[A run of records]
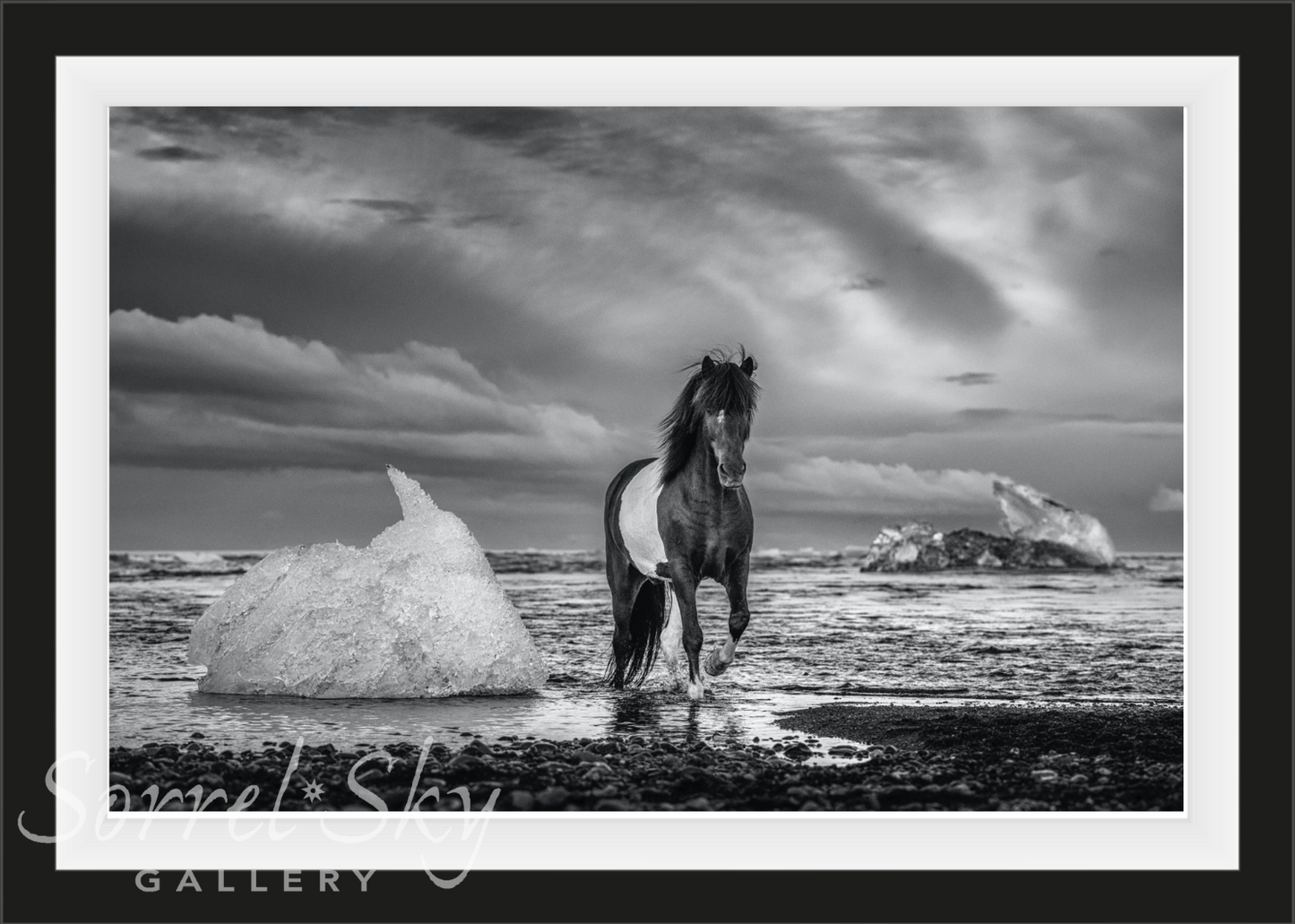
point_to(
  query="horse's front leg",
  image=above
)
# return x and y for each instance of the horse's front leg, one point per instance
(686, 595)
(735, 584)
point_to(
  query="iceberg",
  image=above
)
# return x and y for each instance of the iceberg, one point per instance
(1030, 514)
(1042, 533)
(419, 613)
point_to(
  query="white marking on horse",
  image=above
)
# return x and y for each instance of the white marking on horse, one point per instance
(672, 638)
(639, 526)
(721, 657)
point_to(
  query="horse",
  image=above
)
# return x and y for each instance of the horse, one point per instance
(678, 519)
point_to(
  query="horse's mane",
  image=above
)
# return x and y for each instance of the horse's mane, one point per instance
(721, 388)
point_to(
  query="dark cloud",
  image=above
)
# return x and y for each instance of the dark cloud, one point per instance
(184, 261)
(396, 210)
(864, 284)
(175, 151)
(986, 413)
(972, 378)
(215, 393)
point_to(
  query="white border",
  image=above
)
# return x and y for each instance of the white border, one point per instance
(1206, 836)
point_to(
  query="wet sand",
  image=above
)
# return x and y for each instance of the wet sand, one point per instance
(907, 758)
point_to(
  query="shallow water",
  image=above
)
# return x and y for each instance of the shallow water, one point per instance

## REQUIREMENTS
Write out the entries above word for word. Do not include the pictures.

## EXERCISE RESULT
point_to(
  query="horse's front leg",
  image=above
)
# return x and y for each instance of the horse's front leg, one point per instance
(686, 595)
(735, 584)
point_to(
  query="iceberg",
  image=above
)
# return x and y for each instance of the iceberg, one point per instance
(1030, 514)
(1042, 533)
(419, 613)
point_to(
  query="white marking on horse",
  image=above
)
# return x and y for each instance of the white marking on horse, one point per instance
(672, 638)
(639, 526)
(721, 657)
point_to(
  query="horse",
  image=above
)
# return x and y for each instance of the horse, one point per instance
(678, 519)
point_to(
  query="horse's mane",
  image=above
)
# return x and y for each instance of the horse's mane, one point per instance
(721, 388)
point_to(
  query="dark cloud",
  image=above
)
# return x and y for each instance of the dark cloud, one point per instance
(184, 261)
(396, 210)
(864, 284)
(175, 151)
(986, 413)
(972, 378)
(215, 393)
point_to(
  query="white border",
  image=above
)
# return x and y for each instance of the white border, one point per instance
(1206, 836)
point_to(
  query="wet sand",
  image=above
)
# return x and y for each instance of the wet sand, one point per instance
(907, 758)
point_to(
  query="shallow water",
  image=above
)
# return x and y for each instance of the shallow water, one point per instance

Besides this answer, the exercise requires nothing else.